>> Start Recorded data
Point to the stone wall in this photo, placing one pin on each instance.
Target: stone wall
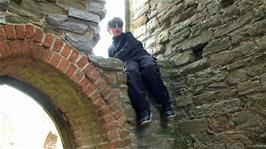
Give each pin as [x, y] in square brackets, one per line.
[212, 57]
[74, 21]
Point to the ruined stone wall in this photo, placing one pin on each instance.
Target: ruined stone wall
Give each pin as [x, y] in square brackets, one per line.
[74, 21]
[212, 58]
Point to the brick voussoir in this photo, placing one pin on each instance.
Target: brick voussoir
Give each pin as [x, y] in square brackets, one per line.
[49, 41]
[73, 56]
[78, 76]
[14, 47]
[58, 46]
[2, 33]
[82, 62]
[71, 70]
[10, 32]
[30, 30]
[66, 50]
[55, 59]
[63, 65]
[38, 35]
[5, 51]
[20, 31]
[24, 46]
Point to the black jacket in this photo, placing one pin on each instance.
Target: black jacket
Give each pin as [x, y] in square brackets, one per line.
[125, 47]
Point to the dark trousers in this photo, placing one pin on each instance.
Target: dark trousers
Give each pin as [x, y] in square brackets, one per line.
[143, 73]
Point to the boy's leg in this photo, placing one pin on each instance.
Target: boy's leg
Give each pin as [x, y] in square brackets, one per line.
[152, 77]
[136, 92]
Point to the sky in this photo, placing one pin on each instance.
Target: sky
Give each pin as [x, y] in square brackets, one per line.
[21, 118]
[115, 8]
[23, 123]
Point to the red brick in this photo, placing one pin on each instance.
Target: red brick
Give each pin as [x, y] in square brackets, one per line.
[49, 39]
[83, 82]
[115, 105]
[107, 90]
[66, 50]
[100, 84]
[111, 78]
[77, 76]
[124, 133]
[89, 89]
[71, 70]
[121, 121]
[38, 35]
[2, 34]
[110, 100]
[82, 62]
[24, 46]
[10, 32]
[58, 45]
[20, 31]
[89, 68]
[113, 134]
[46, 55]
[14, 47]
[103, 111]
[95, 96]
[29, 31]
[118, 114]
[73, 56]
[110, 126]
[94, 75]
[107, 118]
[35, 50]
[63, 65]
[55, 59]
[4, 49]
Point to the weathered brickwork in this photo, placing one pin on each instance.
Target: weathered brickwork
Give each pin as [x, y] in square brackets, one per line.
[212, 57]
[70, 80]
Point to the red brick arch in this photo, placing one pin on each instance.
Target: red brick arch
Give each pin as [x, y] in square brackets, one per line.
[26, 41]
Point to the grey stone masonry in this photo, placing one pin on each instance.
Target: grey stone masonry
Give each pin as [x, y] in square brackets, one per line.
[212, 58]
[74, 21]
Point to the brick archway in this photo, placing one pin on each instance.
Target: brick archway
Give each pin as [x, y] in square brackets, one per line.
[69, 80]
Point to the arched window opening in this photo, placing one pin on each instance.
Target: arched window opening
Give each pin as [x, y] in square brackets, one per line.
[23, 123]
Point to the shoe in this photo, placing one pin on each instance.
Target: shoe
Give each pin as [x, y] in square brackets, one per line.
[169, 112]
[145, 117]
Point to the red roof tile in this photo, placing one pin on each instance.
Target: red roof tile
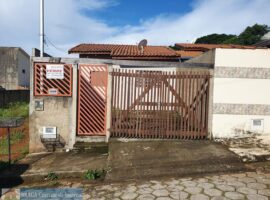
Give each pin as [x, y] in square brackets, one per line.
[186, 53]
[126, 51]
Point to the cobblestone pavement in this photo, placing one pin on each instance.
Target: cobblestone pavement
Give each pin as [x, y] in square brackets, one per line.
[250, 185]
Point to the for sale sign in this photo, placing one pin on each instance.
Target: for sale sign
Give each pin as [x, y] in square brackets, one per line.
[55, 71]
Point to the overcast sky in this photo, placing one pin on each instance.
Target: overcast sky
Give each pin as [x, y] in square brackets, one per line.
[161, 22]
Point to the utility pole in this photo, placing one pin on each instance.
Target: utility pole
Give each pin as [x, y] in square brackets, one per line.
[41, 28]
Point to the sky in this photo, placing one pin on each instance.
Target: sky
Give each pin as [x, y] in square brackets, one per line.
[161, 22]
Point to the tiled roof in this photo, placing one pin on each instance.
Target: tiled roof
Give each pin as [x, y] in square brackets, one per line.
[205, 47]
[187, 53]
[125, 51]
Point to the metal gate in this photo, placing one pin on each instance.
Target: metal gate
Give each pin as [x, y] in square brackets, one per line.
[92, 94]
[155, 104]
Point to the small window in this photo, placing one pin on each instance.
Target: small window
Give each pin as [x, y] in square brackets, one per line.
[257, 122]
[257, 125]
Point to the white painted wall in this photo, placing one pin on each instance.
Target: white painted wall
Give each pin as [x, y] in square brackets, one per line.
[240, 91]
[242, 58]
[237, 125]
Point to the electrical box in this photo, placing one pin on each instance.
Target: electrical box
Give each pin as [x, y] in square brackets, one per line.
[49, 132]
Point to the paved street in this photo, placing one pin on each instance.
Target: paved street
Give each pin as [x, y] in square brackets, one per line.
[250, 185]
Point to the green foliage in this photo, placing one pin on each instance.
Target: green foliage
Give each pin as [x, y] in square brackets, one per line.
[94, 174]
[52, 176]
[214, 39]
[250, 36]
[18, 109]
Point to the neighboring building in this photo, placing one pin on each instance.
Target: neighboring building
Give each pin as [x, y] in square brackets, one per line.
[14, 68]
[240, 97]
[125, 52]
[188, 50]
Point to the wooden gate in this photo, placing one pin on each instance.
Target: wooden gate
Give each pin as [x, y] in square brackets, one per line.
[92, 94]
[155, 104]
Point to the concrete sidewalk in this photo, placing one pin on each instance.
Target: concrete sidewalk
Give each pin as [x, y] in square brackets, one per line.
[35, 167]
[168, 158]
[132, 160]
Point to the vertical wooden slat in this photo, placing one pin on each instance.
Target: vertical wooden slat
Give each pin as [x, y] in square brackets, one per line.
[175, 106]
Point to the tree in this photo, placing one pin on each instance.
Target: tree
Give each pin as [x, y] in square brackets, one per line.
[249, 36]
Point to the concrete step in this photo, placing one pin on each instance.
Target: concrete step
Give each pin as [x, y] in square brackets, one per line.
[91, 147]
[172, 171]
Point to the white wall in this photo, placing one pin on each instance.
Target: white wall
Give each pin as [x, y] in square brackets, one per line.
[241, 91]
[242, 58]
[246, 91]
[236, 125]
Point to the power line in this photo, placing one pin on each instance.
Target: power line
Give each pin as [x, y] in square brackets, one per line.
[53, 45]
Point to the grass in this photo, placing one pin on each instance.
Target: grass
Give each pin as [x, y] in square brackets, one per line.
[94, 174]
[18, 109]
[51, 176]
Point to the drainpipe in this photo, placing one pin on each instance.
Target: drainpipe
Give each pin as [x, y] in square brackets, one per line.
[41, 28]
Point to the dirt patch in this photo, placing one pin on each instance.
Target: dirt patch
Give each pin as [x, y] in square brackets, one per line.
[19, 148]
[250, 147]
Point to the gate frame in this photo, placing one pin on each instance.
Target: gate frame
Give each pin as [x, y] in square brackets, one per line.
[106, 116]
[208, 98]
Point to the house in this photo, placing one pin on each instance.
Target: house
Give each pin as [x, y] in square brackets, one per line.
[125, 52]
[14, 68]
[220, 93]
[240, 98]
[189, 50]
[265, 41]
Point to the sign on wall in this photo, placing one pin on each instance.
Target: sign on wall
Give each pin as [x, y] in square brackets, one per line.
[52, 79]
[55, 71]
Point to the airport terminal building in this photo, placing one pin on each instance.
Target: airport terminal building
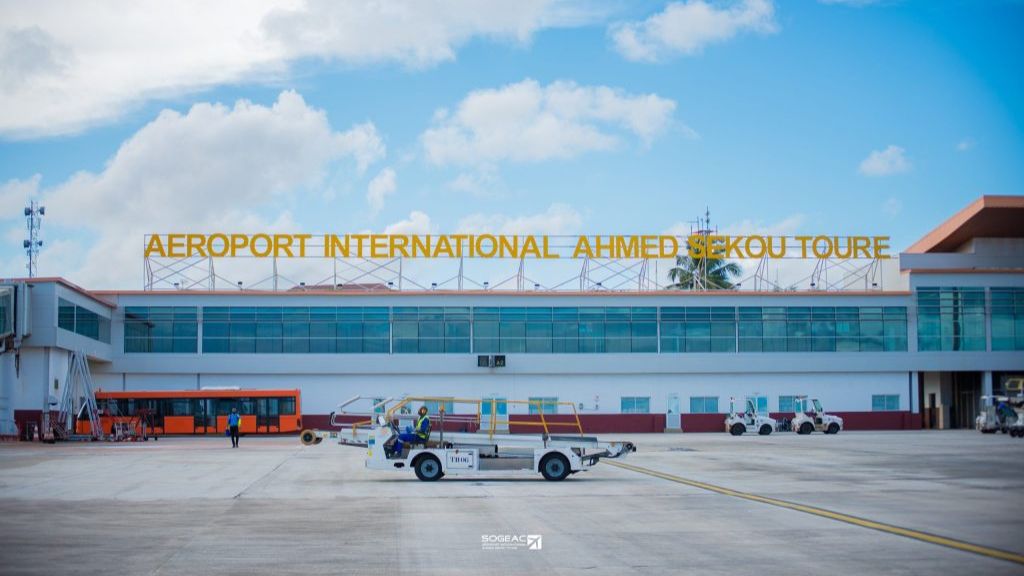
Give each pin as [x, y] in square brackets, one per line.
[920, 357]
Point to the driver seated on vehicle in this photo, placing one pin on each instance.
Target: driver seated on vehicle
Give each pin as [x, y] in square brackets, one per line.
[420, 436]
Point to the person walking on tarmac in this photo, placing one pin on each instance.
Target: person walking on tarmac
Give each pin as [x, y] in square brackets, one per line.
[233, 423]
[421, 435]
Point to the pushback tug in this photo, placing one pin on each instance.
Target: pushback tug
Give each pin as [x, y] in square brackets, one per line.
[484, 444]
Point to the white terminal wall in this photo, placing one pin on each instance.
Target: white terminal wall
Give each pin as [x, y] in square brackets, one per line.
[845, 381]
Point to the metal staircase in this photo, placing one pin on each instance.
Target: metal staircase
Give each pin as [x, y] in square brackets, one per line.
[78, 385]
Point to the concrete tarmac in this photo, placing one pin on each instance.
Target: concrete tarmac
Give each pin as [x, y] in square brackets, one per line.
[197, 506]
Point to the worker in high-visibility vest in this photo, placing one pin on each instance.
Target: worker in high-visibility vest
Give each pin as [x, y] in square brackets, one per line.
[420, 435]
[233, 423]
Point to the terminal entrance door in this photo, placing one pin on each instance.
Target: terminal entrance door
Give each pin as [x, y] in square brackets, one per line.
[965, 401]
[673, 420]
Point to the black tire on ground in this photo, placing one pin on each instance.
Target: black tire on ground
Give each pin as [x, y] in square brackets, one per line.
[307, 438]
[555, 466]
[428, 467]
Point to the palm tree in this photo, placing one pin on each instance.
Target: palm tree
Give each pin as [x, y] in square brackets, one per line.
[688, 273]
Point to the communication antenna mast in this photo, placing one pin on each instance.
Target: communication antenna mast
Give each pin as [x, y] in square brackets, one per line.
[704, 230]
[34, 219]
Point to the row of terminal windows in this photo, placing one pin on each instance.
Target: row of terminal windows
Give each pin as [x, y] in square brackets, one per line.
[950, 319]
[710, 404]
[1008, 319]
[83, 322]
[953, 319]
[514, 330]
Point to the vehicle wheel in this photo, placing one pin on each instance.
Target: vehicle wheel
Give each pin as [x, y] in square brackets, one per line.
[307, 438]
[555, 466]
[428, 468]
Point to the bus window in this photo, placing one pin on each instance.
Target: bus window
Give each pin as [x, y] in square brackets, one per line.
[179, 407]
[287, 406]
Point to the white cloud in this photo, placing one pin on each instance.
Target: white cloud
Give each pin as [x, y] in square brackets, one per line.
[417, 222]
[416, 33]
[526, 122]
[67, 66]
[892, 160]
[685, 28]
[14, 195]
[383, 184]
[557, 219]
[213, 169]
[892, 207]
[480, 182]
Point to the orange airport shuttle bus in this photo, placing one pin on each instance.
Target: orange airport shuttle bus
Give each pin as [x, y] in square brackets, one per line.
[199, 412]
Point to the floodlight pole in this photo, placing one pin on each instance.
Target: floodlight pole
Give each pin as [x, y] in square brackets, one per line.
[34, 220]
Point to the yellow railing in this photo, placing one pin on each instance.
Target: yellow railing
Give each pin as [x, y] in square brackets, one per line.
[494, 421]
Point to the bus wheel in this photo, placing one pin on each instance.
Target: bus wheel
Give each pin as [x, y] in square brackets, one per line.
[307, 438]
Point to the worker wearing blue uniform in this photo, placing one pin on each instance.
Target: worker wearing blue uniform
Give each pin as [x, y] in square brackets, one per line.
[233, 423]
[421, 434]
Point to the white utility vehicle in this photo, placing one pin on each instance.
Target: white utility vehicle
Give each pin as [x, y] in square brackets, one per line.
[749, 421]
[997, 415]
[1004, 413]
[813, 417]
[481, 446]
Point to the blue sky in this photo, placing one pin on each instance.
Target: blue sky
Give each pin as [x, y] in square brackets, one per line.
[877, 118]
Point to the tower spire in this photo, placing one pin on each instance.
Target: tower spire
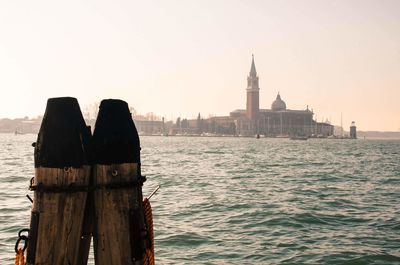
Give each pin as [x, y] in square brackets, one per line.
[253, 71]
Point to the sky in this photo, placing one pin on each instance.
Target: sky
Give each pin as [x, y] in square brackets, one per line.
[178, 58]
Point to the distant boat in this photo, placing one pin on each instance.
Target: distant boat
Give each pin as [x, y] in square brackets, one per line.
[17, 132]
[299, 138]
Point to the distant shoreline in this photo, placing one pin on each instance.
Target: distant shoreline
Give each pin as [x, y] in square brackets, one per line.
[360, 136]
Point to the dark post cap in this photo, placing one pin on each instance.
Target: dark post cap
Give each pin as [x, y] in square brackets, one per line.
[115, 138]
[63, 135]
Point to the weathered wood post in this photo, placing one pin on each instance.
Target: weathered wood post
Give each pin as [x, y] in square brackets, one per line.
[119, 230]
[60, 185]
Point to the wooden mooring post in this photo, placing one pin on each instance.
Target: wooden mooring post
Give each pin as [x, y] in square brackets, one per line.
[62, 177]
[119, 228]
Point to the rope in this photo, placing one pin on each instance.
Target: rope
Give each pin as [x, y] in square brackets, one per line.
[19, 257]
[149, 254]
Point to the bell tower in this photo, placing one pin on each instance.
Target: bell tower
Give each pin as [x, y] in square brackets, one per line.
[252, 103]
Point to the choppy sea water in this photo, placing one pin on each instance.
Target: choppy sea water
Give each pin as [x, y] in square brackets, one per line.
[248, 201]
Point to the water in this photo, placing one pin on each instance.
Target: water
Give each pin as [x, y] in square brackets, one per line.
[248, 201]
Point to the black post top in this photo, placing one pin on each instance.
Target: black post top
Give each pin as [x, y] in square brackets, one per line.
[115, 138]
[63, 135]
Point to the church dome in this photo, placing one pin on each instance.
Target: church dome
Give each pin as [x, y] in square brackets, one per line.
[278, 104]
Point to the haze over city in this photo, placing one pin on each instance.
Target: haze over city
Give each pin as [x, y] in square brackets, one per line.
[179, 58]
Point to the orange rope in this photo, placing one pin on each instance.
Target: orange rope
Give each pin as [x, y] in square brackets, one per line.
[149, 255]
[19, 257]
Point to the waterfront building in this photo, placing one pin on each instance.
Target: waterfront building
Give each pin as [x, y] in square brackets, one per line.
[353, 130]
[276, 121]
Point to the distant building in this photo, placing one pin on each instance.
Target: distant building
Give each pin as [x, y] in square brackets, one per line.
[353, 130]
[277, 121]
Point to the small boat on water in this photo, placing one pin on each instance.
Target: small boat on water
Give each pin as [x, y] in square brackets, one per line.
[299, 138]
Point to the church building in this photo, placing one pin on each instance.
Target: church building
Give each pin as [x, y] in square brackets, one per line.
[278, 121]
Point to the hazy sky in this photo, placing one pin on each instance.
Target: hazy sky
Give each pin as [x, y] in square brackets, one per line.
[178, 58]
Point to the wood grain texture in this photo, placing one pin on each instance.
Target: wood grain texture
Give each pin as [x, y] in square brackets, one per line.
[61, 215]
[112, 241]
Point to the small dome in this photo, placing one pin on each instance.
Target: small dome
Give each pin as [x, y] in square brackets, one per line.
[278, 104]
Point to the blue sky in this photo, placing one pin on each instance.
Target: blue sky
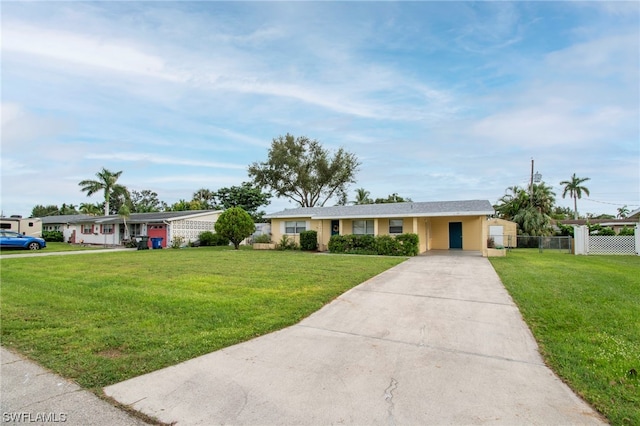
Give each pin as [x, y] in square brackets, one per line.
[439, 100]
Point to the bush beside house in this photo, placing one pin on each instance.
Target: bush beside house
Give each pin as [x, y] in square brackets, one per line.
[236, 225]
[384, 245]
[309, 240]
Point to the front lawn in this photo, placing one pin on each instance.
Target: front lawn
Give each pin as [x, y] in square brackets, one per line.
[51, 247]
[585, 314]
[103, 318]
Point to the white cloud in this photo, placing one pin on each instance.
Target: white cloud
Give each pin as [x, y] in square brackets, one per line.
[162, 159]
[83, 50]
>> End Recorded data
- [Aim of the exercise] Only what runs from the line containing "Point to the hazy" through the end of the entries above should be extracted, exactly and without pictures.

- [Written answer]
Point to the hazy sky in this photo, placing one pin on each instance.
Target: hazy sky
Give each pin as [x, y] in square brackets, one per line.
[178, 58]
Point to the wood grain texture in this photo, placing one pin on each instance.
Target: wood grain texture
Give each pin as [x, y] in square brackets, one per line.
[61, 215]
[112, 241]
Point to the small dome in this photo, placing one pin on each instance.
Target: small dome
Give each pin as [x, y] in square brackets, one per line.
[278, 104]
Point to the blue sky in this photo, placing one pin on each instance.
Target: blue sky
Give each pin as [x, y] in square brackets, one per line.
[439, 100]
Point to the bush beside house in this photo, placing one pin on each instance.
Target: bush beside house
Give each pin as [x, y] in square brackets, one per line.
[236, 225]
[384, 245]
[309, 240]
Point to the front lawn in this photo, placing one pin on each instance.
Target: front lawn
Give each pin as [x, y] in square brackets, one per line.
[51, 247]
[585, 314]
[103, 318]
Point to the white cloud in this photo, placing one pin on each instance.
Target: white cloud
Give each pin as [x, y] in square brackets, one per line.
[162, 159]
[83, 50]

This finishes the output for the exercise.